## REQUIREMENTS
Output the full material exactly as it appears here.

## DATA IN THIS EXERCISE

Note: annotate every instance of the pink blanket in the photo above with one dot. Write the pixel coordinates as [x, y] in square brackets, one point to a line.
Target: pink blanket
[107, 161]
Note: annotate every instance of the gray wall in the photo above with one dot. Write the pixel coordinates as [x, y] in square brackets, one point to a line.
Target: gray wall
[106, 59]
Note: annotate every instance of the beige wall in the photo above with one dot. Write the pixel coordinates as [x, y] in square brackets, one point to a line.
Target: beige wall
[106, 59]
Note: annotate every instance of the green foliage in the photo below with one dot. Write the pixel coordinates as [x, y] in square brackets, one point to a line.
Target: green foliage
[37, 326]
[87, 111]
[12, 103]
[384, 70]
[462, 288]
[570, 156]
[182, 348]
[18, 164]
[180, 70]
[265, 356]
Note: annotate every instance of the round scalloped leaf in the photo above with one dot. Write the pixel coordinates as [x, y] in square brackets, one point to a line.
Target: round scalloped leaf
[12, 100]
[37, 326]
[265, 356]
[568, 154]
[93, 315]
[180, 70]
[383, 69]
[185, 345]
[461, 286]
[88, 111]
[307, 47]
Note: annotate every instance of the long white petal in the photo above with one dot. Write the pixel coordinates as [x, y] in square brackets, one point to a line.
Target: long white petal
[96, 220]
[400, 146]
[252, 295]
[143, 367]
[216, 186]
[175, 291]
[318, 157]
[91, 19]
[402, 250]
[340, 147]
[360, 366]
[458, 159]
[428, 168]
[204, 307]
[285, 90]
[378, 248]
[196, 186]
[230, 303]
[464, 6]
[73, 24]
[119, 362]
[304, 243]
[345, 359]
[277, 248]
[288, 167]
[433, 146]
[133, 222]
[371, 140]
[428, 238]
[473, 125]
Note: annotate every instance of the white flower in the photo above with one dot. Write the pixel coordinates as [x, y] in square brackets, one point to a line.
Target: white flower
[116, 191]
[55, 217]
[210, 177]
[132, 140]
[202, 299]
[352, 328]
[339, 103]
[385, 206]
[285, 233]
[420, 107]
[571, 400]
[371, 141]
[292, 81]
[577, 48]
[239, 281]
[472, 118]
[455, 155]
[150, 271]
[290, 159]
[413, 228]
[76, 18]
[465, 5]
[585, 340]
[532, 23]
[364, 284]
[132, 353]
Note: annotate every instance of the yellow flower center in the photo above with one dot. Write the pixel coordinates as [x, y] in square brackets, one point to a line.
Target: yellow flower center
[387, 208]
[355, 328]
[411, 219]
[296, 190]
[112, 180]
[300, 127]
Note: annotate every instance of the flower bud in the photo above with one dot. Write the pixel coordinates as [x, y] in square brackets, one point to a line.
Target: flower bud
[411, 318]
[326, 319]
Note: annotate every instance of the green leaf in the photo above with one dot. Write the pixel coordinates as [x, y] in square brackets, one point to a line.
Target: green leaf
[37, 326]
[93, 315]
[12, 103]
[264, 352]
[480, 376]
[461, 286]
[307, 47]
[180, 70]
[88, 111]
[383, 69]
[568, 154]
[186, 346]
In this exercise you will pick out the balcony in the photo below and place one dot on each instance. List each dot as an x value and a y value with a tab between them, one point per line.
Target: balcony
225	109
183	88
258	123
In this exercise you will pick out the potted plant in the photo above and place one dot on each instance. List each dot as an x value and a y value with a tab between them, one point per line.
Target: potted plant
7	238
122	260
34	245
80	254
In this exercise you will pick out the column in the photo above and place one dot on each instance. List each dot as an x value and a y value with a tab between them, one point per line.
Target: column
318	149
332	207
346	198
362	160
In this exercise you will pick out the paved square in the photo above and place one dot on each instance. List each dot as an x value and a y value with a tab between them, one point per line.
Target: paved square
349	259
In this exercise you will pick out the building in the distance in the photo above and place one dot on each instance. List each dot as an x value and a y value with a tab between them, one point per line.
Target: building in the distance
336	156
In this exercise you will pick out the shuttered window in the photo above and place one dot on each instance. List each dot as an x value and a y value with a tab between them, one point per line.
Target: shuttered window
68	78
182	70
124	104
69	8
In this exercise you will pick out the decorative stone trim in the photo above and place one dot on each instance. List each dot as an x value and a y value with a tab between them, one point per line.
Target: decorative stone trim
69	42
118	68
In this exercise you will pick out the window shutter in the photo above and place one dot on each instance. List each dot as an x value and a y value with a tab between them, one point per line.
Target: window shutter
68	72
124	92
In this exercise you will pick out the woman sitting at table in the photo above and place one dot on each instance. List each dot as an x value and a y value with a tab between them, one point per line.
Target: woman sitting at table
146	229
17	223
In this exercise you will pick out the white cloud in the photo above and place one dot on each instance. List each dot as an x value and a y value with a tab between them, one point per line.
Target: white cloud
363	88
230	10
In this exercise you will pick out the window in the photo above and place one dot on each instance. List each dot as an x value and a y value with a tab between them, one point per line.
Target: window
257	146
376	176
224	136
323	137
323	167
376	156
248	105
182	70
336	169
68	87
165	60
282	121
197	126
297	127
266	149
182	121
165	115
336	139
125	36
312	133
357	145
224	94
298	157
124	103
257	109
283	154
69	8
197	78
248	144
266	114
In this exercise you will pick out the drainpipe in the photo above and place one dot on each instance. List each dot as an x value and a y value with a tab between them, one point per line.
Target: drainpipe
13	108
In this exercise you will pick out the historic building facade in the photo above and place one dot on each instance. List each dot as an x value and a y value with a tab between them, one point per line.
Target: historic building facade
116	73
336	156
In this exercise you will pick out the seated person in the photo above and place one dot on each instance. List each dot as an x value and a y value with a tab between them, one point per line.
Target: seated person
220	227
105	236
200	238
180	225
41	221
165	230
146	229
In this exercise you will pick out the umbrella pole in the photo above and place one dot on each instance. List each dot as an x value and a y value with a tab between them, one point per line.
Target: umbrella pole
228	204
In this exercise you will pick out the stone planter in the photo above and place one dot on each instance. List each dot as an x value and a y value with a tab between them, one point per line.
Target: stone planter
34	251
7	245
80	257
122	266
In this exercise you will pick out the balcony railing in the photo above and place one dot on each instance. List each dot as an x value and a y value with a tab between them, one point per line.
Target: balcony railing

## WRITTEN ANSWER
Note: annotate every instance of the pink blanket in the photo above with one dot. Write the pixel coordinates as [x, y] in square brackets, one point to a line.
Target: pink blanket
[107, 161]
Note: annotate every instance of the gray wall in the photo above with one dot. Write the pixel coordinates as [x, y] in square brackets, one point to a line.
Target: gray wall
[106, 59]
Note: annotate every instance of the beige wall in the photo above with one dot. Write the pixel coordinates as [x, y] in square brackets, one point to a line.
Target: beige wall
[106, 59]
Note: annotate every instance of the green foliage in the photo below with one dot. Write the pixel coordinates as [x, y] in square brackets, one point to a line.
Target: green foliage
[37, 326]
[87, 111]
[12, 103]
[384, 70]
[462, 288]
[570, 156]
[182, 348]
[18, 164]
[180, 70]
[265, 356]
Note: annotate every instance of the round scalloped leaf in the photo above with one dot. Write the pixel coordinates as [x, y] in square brackets, one point to a line.
Target: round scalloped leaf
[12, 100]
[37, 326]
[265, 356]
[568, 154]
[93, 315]
[180, 70]
[383, 69]
[185, 345]
[461, 286]
[88, 111]
[307, 47]
Note: annotate every instance of the long white petal in the photo above with one dot. Write the pixel coordinates as [x, y] in square brackets, one point to a line.
Target: long white petal
[96, 220]
[400, 146]
[252, 295]
[143, 367]
[216, 186]
[175, 291]
[318, 157]
[91, 19]
[402, 250]
[340, 147]
[360, 366]
[458, 159]
[428, 168]
[204, 307]
[285, 90]
[378, 248]
[196, 186]
[230, 303]
[464, 6]
[73, 24]
[119, 362]
[304, 243]
[345, 359]
[277, 248]
[288, 167]
[433, 146]
[133, 222]
[371, 140]
[428, 238]
[473, 125]
Note: annotate every instance of the white flower in the photo above with one dot. Write the pixel coordinates as [x, y] in square brackets, one point to a line.
Target: white flower
[116, 191]
[55, 217]
[210, 177]
[132, 140]
[202, 299]
[352, 328]
[339, 103]
[385, 206]
[285, 233]
[420, 107]
[571, 400]
[371, 141]
[292, 81]
[577, 48]
[239, 281]
[472, 118]
[455, 155]
[150, 271]
[290, 159]
[413, 228]
[76, 18]
[465, 5]
[585, 340]
[532, 23]
[364, 284]
[132, 353]
Note: annotate every instance of the yellow flower center in the photo above with one dot. Write the pixel coordinates as [x, y] in square brackets, one point to a line.
Target: yellow flower center
[387, 208]
[355, 328]
[411, 219]
[296, 190]
[112, 180]
[300, 127]
Note: annotate every instance of the flower bud in the photo above with one dot. Write the pixel coordinates as [x, y] in square brackets, one point to a line.
Target: flower bud
[411, 318]
[326, 319]
Note: annotate every instance of the green leaf in the photo above with one dot. Write the pixel coordinates as [x, y] in square brackets, one point to a line.
Target: green leaf
[37, 326]
[93, 315]
[12, 103]
[264, 352]
[480, 376]
[461, 286]
[307, 47]
[180, 70]
[88, 111]
[383, 69]
[568, 154]
[186, 346]
In this exercise you will pick out the balcony in the photo below and place one dot on each instance. List each dot as an x value and a y value with a tab between them, one point per line.
Target: balcony
225	109
183	88
258	123
In this exercise you will pick out the potted plant in the photo above and place one dot on each instance. List each dot as an x value and a y value with a tab between them, one point per line.
Target: potted plant
7	238
122	260
34	245
80	254
In this exercise you will pick out the column in the photo above and place one dot on each instance. List each dot as an x value and a y value with a tab between them, one point per line.
Target: column
318	149
332	207
346	198
362	160
In this exercise you will pick out the paved square in the photo above and place one dot on each instance. List each dot as an x value and a y value with a tab between them, one point per line.
Target: paved square
349	259
In this exercise you will pick out the building in the distance in the photo above and place one dot on each instance. List each dot as an x value and a y value with a tab between them, one point per line.
Target: building in the distance
336	156
In this exercise you will pick out the shuttered window in the photo above and place one dot on each instance. List each dot as an x value and a y value with a tab between them, one point per line.
Target: shuttered window
68	78
182	70
124	104
69	8
In this exercise you will pick out the decorative stone trim in the photo above and place one dot on each instance. List each dot as an x value and a y value with a tab between them, one point per line.
Target: decorative stone trim
69	42
118	68
In this exercise you will pick out the window shutter in the photo above and place one dot on each instance. List each dot as an x value and a y value with a tab between them, one point per line.
Target: window shutter
68	72
124	92
In this exercise you will pick out the woman sitting at table in the photo above and place one dot on each instance. List each dot as an x value and a y value with a tab between them, one point per line.
Target: woman sitting at table
146	229
17	223
In this exercise you will pick out the white cloud in the photo above and place one dot on each instance. List each dot as an x value and a y value with a tab between them, one point per line.
Target: white cloud
363	88
230	10
In this exercise you will pick out the window in the photo above and place one dot on each instance. List each dot as an x value and a y value with a tab between them, one point per line.
Target: window
257	146
376	176
224	136
323	137
323	167
376	156
248	105
182	70
336	169
68	87
165	60
282	121
197	126
297	127
266	149
182	121
165	115
336	139
125	36
312	133
357	145
224	94
298	157
124	103
257	109
283	154
69	8
197	78
248	144
266	114
In this exercise you will pick out the drainpipe in the photo above and place one dot on each instance. List each dot as an x value and a y value with a tab between them, one point per line.
Target: drainpipe
13	108
In this exercise you will pick out the historic building facade in the photo above and place one dot on each instance. List each dot as an x value and a y value with a tab between them, one point per line.
Target: historic building facade
116	73
336	156
In this exercise you will pick out the seated person in the photo above and place one dot on each instance. List each dot as an x value and a y value with a tab between them, one point per line.
Target: seated person
220	227
105	236
200	238
180	225
41	221
165	230
146	229
In this exercise you will pick out the umbrella pole in the photo above and place one dot on each instance. List each dot as an x value and a y value with a tab between them, one point per line.
Target: umbrella pole
228	204
In this exercise you will pick out the stone planter in the photo above and place one dot on each instance. List each dot as an x value and a y value with a tab between them, one point per line.
Target: stone planter
34	251
7	245
80	257
122	266
In this exercise you will pick out the balcony railing in the photo above and place one dot on each instance. List each dot as an x value and a y value with a tab between them, one point per line.
Target: balcony railing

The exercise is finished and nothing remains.